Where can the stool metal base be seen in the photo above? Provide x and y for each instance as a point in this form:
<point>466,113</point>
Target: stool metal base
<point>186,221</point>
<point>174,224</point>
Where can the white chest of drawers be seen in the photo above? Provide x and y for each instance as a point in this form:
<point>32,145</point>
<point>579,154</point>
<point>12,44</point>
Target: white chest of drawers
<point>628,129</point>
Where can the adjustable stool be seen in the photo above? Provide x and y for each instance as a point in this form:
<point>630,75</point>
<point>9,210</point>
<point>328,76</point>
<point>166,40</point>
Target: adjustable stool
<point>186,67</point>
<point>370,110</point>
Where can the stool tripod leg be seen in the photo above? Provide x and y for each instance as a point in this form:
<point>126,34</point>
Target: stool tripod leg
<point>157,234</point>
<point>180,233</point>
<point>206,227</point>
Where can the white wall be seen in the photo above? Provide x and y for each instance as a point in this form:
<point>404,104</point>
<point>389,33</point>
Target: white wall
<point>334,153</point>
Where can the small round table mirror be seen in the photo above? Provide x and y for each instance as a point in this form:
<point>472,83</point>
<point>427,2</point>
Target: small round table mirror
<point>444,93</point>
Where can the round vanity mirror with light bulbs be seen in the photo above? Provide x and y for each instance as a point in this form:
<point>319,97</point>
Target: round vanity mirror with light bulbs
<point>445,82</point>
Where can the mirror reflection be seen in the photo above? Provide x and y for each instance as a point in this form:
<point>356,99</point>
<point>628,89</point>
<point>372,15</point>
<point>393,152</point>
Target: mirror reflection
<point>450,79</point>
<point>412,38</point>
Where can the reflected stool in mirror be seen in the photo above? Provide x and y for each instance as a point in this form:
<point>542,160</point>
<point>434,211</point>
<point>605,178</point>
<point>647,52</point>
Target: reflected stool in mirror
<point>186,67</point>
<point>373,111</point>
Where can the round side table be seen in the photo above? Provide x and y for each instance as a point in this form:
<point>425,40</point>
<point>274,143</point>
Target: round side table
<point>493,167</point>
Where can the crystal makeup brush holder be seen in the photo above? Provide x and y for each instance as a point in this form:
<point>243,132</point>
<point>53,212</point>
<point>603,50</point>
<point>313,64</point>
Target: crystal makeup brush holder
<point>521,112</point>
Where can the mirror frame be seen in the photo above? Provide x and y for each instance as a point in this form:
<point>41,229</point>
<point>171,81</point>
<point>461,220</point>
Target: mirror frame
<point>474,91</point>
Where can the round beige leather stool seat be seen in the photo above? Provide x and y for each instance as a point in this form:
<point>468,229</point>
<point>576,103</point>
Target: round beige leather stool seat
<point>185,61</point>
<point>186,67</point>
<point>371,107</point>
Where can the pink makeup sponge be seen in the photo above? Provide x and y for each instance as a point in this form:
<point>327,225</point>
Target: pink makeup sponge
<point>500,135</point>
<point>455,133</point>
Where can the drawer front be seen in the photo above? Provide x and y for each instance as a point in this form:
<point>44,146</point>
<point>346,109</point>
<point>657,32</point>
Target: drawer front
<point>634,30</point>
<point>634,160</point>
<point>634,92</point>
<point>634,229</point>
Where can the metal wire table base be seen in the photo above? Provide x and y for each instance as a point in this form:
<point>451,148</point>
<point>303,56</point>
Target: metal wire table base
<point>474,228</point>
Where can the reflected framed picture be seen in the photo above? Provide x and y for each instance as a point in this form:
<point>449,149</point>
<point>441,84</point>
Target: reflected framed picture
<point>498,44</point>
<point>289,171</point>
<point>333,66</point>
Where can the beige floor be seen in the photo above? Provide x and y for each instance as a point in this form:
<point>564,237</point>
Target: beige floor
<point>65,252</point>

# What you are asked to do
From the line containing "<point>346,109</point>" through the last line of the entries above, print every line exactly, including both ends, and nothing else.

# Written solution
<point>346,109</point>
<point>657,32</point>
Target: drawer front
<point>634,30</point>
<point>634,160</point>
<point>634,92</point>
<point>634,229</point>
Where can the metal wire table base be seen in the photo above? Provide x and y for each instance as a point in this form:
<point>451,148</point>
<point>303,56</point>
Target: metal wire table base
<point>474,228</point>
Where can the reflected framed picture be seen in the photo above? Provide x and y for each instance as a point in this form:
<point>449,149</point>
<point>441,84</point>
Target: reflected framed picture
<point>498,44</point>
<point>289,171</point>
<point>333,66</point>
Where can the beige floor be seen in the photo above? Provide x and y for each instance as a point in this form:
<point>564,237</point>
Target: beige floor
<point>65,252</point>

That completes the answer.